[TASK TO CARRY OUT] Needed from the data below: every line from the one with "FIND: red metal fence panel" up to and including the one with "FIND: woman with blonde hair", repeated exactly and with nothing else.

*** Opening of DATA RECORDS ***

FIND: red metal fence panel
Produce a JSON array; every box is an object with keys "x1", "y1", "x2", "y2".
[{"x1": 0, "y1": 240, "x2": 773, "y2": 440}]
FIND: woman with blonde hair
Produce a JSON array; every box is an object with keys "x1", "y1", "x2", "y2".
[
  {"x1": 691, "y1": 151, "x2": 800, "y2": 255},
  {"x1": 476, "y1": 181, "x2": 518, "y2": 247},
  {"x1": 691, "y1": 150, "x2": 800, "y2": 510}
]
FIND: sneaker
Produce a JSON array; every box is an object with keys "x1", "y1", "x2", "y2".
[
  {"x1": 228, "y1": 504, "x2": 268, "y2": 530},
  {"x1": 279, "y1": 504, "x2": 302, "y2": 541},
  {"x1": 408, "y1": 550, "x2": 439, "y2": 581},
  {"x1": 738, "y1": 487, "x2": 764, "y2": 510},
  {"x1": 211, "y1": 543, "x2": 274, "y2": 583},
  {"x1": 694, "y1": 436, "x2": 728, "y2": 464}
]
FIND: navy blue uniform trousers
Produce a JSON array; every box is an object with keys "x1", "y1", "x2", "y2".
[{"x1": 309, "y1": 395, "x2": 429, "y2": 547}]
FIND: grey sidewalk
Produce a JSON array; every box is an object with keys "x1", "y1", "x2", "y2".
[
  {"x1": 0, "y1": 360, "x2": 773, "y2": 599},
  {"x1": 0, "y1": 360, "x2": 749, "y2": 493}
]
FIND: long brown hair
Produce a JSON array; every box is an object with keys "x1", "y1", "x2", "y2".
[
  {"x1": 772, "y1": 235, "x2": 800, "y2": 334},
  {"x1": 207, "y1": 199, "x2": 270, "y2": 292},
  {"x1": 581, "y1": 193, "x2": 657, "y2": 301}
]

*** Close of DATA RECORDS ***
*** Opening of DATA RECORDS ***

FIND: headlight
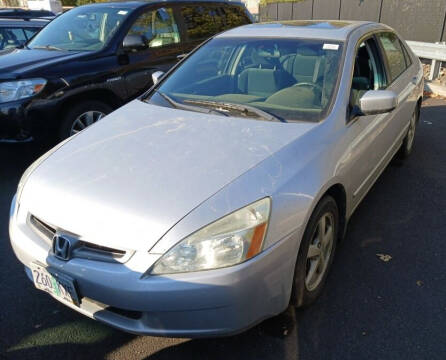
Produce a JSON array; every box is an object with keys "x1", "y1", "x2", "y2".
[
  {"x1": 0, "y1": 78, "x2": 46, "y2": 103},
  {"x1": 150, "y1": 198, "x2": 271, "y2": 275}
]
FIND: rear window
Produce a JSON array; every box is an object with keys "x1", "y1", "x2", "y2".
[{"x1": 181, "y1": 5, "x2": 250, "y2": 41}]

*** Close of DATA RECORDS ***
*** Opening of DATA RECORDS ***

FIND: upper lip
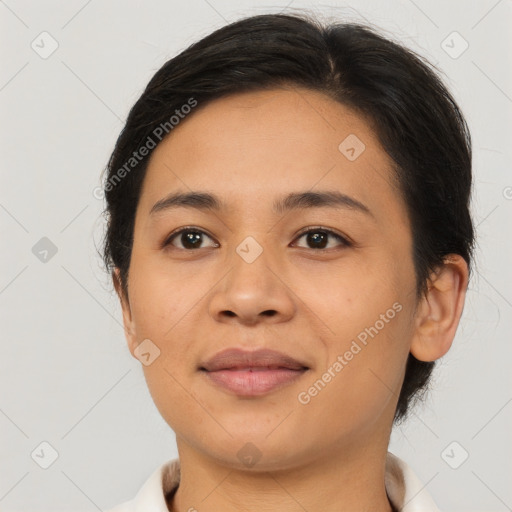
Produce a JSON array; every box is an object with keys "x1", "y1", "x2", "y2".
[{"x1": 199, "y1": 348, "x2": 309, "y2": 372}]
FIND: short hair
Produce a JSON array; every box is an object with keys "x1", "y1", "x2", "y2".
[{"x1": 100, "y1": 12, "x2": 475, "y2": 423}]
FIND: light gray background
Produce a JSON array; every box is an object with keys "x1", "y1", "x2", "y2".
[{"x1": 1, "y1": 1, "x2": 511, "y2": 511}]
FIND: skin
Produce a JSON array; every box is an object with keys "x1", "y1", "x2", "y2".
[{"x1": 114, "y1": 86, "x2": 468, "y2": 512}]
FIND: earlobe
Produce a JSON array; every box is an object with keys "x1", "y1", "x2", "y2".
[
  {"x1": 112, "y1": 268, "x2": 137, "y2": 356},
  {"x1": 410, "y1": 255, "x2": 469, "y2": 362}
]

*** Close of DATA RECORDS ***

[RESPONSE]
FIND: red metal fence panel
Produce a JSON array; every box is an object with keys "x1", "y1", "x2", "y2".
[{"x1": 0, "y1": 240, "x2": 773, "y2": 440}]
FIND: woman with blonde hair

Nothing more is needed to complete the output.